(Extracted text)
********************

Storage interfaces 1109 may accept, communicate, and/or connect to a number of storage devices such as, but not limited to: storage devices 1114, removable disc devices, and/or the like. Storage interfaces may employ connection protocols such as, but not limited to: (Ultra) (Serial) Advanced Technology Attachment (Packet Interface) ((Ultra) (Serial) ATA(PI)), (Enhanced) Integrated Drive Electronics ((E)IDE), Institute of Electrical and Electronics Engineers (IEEE) 1394, fiber channel, Small Computer Systems Interface (SCSI), Universal Serial Bus (USB), and/or the like.
Network interfaces 1110 may accept, communicate, and/or connect to a communications network 1113. Through a communications network 150, the Payment Facilitation Engine controller is accessible through remote clients 1133b (e.g., computers with web browsers) by users 1133a. Network interfaces may employ connection protocols such as, but not limited to: direct connect, Ethernet (thick, thin, twisted pair 10/100/1000 Base T, and/or the like), Token Ring, wireless connection such as IEEE 802.11a-x, and/or the like. A communications network may be any one and/or the combination of the following: a direct interconnection; the Internet; a Local Area Network (LAN); a Metropolitan Area Network (MAN); an Operating Missions as Nodes on the Internet (OMNI); a secured custom connection; a Wide Area Network (WAN); a wireless network (e.g., employing protocols such as, but not limited to a Wireless Application Protocol (WAP), I-mode, and/or the like); and/or the like. A network interface may be regarded as a specialized form of an input output interface. Further, multiple network interfaces 1110 may be used to engage with various communications network types 1113. For example, multiple network interfaces may be employed to allow for the communication over broadcast, multicast, and/or unicast networks.

********************

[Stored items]

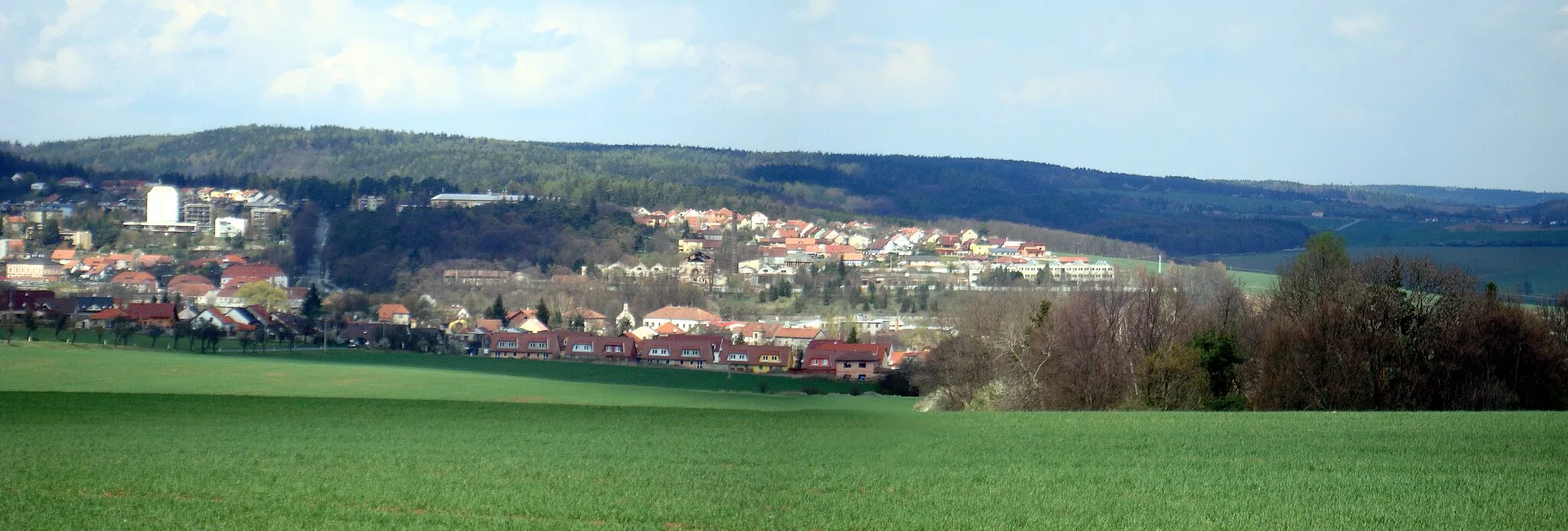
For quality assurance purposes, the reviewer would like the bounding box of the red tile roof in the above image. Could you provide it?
[643,306,718,322]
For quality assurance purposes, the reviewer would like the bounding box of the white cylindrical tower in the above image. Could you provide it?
[148,184,181,223]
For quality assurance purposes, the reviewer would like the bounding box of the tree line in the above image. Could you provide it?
[911,232,1568,410]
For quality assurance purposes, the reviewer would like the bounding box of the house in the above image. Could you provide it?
[715,344,795,372]
[88,302,177,329]
[218,264,289,287]
[337,322,411,349]
[799,339,892,382]
[0,289,55,319]
[636,336,729,369]
[561,308,610,333]
[5,257,63,283]
[109,272,158,293]
[489,332,567,360]
[643,306,718,332]
[773,326,826,350]
[191,306,256,338]
[377,303,410,325]
[1018,242,1050,257]
[561,335,636,363]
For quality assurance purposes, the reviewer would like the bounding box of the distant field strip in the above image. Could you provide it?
[0,344,913,410]
[0,392,1568,529]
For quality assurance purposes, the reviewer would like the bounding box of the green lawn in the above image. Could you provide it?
[0,347,1568,529]
[1220,247,1568,295]
[0,344,884,410]
[1086,254,1279,292]
[1339,220,1568,247]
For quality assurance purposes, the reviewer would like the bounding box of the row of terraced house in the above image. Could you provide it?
[489,332,892,382]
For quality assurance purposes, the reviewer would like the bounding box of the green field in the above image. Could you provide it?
[0,347,1568,529]
[1089,254,1279,292]
[1338,220,1568,247]
[1220,247,1568,295]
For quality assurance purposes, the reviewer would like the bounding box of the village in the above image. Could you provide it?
[0,179,1115,382]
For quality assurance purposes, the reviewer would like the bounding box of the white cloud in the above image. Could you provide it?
[636,39,701,69]
[15,48,96,91]
[814,41,952,107]
[1330,14,1387,41]
[477,3,701,105]
[1002,72,1112,107]
[790,0,839,22]
[383,0,458,30]
[266,39,461,107]
[38,0,105,49]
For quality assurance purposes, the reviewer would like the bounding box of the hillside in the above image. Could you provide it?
[9,346,1568,529]
[5,126,1375,254]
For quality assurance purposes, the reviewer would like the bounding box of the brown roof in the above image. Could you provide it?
[169,275,211,287]
[643,306,718,322]
[377,305,407,320]
[720,344,793,366]
[126,302,175,320]
[169,283,217,297]
[566,308,603,320]
[223,264,284,278]
[773,326,822,339]
[109,272,158,284]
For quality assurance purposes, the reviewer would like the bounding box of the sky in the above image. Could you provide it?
[0,0,1568,192]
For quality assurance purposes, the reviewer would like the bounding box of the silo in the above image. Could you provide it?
[148,184,181,225]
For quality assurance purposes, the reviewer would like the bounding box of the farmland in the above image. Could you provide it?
[0,347,1568,529]
[1220,247,1568,295]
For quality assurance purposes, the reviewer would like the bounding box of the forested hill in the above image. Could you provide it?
[3,126,1455,254]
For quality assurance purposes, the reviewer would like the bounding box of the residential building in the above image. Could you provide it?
[377,305,410,325]
[561,335,636,363]
[715,344,795,372]
[802,339,892,382]
[643,306,718,332]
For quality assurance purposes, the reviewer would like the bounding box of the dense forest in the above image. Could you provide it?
[906,232,1568,410]
[3,126,1455,254]
[323,201,648,290]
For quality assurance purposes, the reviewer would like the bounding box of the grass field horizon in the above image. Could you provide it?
[0,346,1568,529]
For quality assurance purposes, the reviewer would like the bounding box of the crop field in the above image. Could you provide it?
[1339,220,1568,247]
[0,347,1568,529]
[1089,256,1279,292]
[1220,247,1568,295]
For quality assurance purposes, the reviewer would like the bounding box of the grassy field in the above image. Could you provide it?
[0,344,871,410]
[1339,220,1568,247]
[1088,254,1279,292]
[0,347,1568,529]
[1220,247,1568,295]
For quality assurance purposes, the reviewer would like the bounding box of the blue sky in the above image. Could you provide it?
[0,0,1568,192]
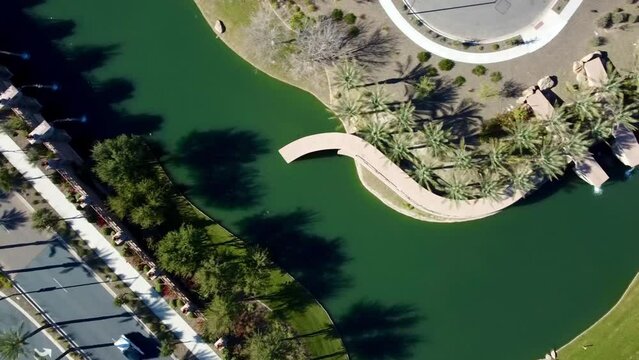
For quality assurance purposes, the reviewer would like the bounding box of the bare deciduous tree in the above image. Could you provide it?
[245,2,293,62]
[291,18,395,77]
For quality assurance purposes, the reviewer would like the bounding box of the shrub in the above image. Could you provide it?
[590,36,607,47]
[437,59,455,71]
[472,65,488,76]
[479,84,499,99]
[612,12,630,24]
[113,294,128,307]
[417,51,432,63]
[0,273,11,289]
[344,13,357,25]
[160,339,175,357]
[331,9,344,21]
[453,76,466,86]
[597,13,612,29]
[506,36,524,46]
[348,25,361,37]
[424,65,439,77]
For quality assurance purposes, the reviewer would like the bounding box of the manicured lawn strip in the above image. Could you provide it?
[188,0,346,360]
[178,181,347,360]
[559,275,639,360]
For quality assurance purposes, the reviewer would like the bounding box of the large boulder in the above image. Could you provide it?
[213,20,226,35]
[537,76,557,90]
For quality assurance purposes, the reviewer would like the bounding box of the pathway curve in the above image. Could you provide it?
[279,132,524,221]
[0,132,221,360]
[379,0,583,64]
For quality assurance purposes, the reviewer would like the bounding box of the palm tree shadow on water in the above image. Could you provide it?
[0,0,162,152]
[515,143,630,206]
[169,128,269,209]
[238,209,423,360]
[328,300,424,360]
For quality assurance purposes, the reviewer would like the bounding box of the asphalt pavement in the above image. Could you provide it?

********************

(Exercise instructions)
- A) Edit the part of the interfaces passage that opens with the words containing "Storage interfaces 1109" and closes with "(USB), and/or the like.", replacing "removable disc devices" with "removable disk devices".
- B) According to the interfaces passage, why might multiple network interfaces be used?

(Results for each task)
- A)
Storage interfaces 1109 may accept, communicate, and/or connect to a number of storage devices such as, but not limited to: storage devices 1114, removable disk devices, and/or the like. Storage interfaces may employ connection protocols such as, but not limited to: (Ultra) (Serial) Advanced Technology Attachment (Packet Interface) ((Ultra) (Serial) ATA(PI)), (Enhanced) Integrated Drive Electronics ((E)IDE), Institute of Electrical and Electronics Engineers (IEEE) 1394, fiber channel, Small Computer Systems Interface (SCSI), Universal Serial Bus (USB), and/or the like.

- B) Multiple network interfaces may be used to engage with various types of communications network. For example, they can allow communication over broadcast, multicast, and/or unicast networks.